**Given problem 1:**
Could you write out everything in the reference tracking LQR text from "(i) the optimal" down to "the reference signal."?

**Excerpt:**
__________________________________________________
# Reference tracking LQR


This live script discusses how to solve a reference tracking Linear Quadratic 
Regulator (LQR) problem. The cost function is the following

$$ (\sum_{k=0}^{h-1}\|Mx_k-r_k\|^2 + u_k^T Ru_k +\beta_h\|Mx_h-r_h\|^2)$$

where the state is governed by a linear system

$$ x_{k+1} = Ax_k+Bu_k, \ \ k \in \mathbb{N}_0$$

for a given initial condition, and $r_k$ is the reference at time $k$ for 
the linear output $Mx_k$. We use dynamic programming to show that:

(i) the optimal control input policy is

$$ u_k = K_kx_k + L_k$$

where the gains $K_k$ coincide with the ones for the stabilization problem 
(when $r_k=0$);

(ii) the costs-to-go can be written as 

$$ J_k(x_k) = x_k^T P_k x_k + N_k x_k+\alpha_k$$

where the $P_k$ matrices will be shown to coincide with the ones for the 
stabilization problem (when $r_k=0$) and the $N_k$ matrices are a linear 
function of the reference signal.
__________________________________________________
**Supplied records:**
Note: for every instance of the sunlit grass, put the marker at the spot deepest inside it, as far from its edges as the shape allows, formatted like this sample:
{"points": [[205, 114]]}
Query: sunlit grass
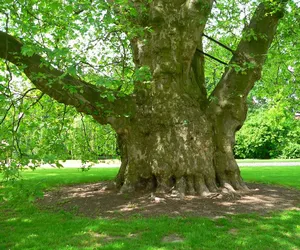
{"points": [[24, 226]]}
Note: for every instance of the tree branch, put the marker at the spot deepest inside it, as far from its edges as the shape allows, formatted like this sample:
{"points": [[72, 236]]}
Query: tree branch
{"points": [[63, 87]]}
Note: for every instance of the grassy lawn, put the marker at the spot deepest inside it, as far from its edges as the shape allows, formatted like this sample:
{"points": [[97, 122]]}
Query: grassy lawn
{"points": [[24, 226], [266, 161]]}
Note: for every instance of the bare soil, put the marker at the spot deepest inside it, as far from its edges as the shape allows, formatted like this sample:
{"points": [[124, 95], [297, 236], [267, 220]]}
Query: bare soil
{"points": [[98, 200]]}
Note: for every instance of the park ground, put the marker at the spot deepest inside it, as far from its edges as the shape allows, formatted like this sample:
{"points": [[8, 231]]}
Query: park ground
{"points": [[60, 218]]}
__________________________________________________
**Given problem 2:**
Would you repeat, word for word, everything in the entries from the line containing "Note: for every instance of the park" down to the last line of the entries?

**Response 1:**
(i) the optimal control input policy is

$$ u_k = K_kx_k + L_k$$

where the gains $K_k$ coincide with the ones for the stabilization problem 
(when $r_k=0$);

(ii) the costs-to-go can be written as 

$$ J_k(x_k) = x_k^T P_k x_k + N_k x_k+\alpha_k$$

where the $P_k$ matrices will be shown to coincide with the ones for the 
stabilization problem (when $r_k=0$) and the $N_k$ matrices are a linear 
function of the reference signal.

**Response 2:**
Note: for every instance of the park ground, put the marker at the spot deepest inside it, as far from its edges as the shape allows, formatted like this sample:
{"points": [[8, 231]]}
Query: park ground
{"points": [[60, 218]]}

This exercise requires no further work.